Nichtrauchende Schulen auf Klassenfahrt
Hundert Schulklassen aus der ganzen Schweiz gehören zu den Gewinnerinnen des Wettbewerbes "Experiment Nichtrauchen". Sie erhielten einen Reisegutschein.
Fast 3500 Klassen der Volksschule nahmen am Wettbewerb teil. Niemand in der Klasse durfte vom 7. November 2005 bis 7. Mai 2006 rauchen.
Dieser Wettbewerb für Schulklassen, welche ein halbes Jahr «clean» sein müssen, ist zwar keine Schweizer Erfindung, aber auch hier eine erfolgreiche Kampagne gegen das Rauchen in jungen Jahren.
Die «rauchfreie Klasse» wurde 1989 in Finnland erfunden. Dort wurde die Kampagne auch ausgewertet und zeigte, dass ein Ziel erreicht wurde: den Einstieg ins regelmässige Rauchen zu verhindern oder wenigstens hinauszuzögern.

_AUFGABE A_
Schreib die Zeilen der Datenliste Wort für Wort ab, und zwar vom Anfang der Liste bis einschließlich der Zeile mit „248], [386, 315]]“.
Der Text und die Zeilen haben nichts miteinander zu tun.

_DATENLISTE_
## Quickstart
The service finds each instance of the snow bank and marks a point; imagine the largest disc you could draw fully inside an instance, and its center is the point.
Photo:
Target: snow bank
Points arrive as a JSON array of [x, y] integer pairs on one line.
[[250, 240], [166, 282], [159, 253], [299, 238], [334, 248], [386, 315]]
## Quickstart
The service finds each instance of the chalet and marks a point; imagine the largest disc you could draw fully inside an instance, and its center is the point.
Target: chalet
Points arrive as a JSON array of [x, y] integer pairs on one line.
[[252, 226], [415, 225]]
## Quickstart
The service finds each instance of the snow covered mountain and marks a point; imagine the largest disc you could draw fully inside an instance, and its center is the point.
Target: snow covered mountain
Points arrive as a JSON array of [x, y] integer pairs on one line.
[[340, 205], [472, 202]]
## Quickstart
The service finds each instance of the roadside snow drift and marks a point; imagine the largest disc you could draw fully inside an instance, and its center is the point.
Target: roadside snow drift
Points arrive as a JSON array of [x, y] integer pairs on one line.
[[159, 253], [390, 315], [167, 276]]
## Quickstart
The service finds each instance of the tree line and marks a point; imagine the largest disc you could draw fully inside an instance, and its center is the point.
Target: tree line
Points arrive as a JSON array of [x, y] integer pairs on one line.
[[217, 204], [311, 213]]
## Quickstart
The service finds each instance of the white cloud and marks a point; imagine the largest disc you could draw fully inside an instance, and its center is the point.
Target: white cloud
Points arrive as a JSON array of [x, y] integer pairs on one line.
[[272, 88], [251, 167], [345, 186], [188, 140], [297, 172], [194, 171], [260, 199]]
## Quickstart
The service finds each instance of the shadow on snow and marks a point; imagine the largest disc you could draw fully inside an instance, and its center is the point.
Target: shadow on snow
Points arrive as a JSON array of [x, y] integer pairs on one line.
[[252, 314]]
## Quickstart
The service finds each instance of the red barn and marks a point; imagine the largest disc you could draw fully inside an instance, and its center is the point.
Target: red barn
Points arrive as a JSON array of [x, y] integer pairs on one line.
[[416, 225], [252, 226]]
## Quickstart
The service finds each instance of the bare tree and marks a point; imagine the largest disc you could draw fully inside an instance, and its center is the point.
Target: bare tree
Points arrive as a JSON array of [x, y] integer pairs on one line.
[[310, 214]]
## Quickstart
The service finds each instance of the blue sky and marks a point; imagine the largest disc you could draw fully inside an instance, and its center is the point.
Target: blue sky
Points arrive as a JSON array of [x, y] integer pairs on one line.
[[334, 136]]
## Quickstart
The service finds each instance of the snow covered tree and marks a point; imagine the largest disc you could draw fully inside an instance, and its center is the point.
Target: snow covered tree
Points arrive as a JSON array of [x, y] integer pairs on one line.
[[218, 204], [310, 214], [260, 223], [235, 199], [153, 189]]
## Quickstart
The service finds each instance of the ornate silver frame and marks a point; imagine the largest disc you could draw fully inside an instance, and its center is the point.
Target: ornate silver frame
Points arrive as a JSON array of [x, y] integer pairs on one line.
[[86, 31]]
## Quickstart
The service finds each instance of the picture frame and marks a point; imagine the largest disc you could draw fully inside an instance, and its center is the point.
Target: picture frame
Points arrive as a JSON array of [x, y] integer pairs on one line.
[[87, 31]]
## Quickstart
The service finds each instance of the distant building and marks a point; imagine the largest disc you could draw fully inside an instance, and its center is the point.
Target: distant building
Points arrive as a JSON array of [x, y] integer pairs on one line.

_AUFGABE B_
Beantworte zum Text über nichtrauchende Schulklassen diese Fragen:
(i) Wie viele Klassen der Volksschule nahmen am Wettbewerb teil?
(ii) Bis zu welchem Datum durfte niemand in der Klasse rauchen?
(iii) Wo und in welchem Jahr wurde die «rauchfreie Klasse» erfunden?

_LÖSUNG A_
## Quickstart
The service finds each instance of the snow bank and marks a point; imagine the largest disc you could draw fully inside an instance, and its center is the point.
Photo:
Target: snow bank
Points arrive as a JSON array of [x, y] integer pairs on one line.
[[250, 240], [166, 282], [159, 253], [299, 238], [334, 248], [386, 315]]

_LÖSUNG B_
(i) Fast 3500 Klassen.
(ii) Bis zum 7. Mai 2006.
(iii) In Finnland, im Jahr 1989.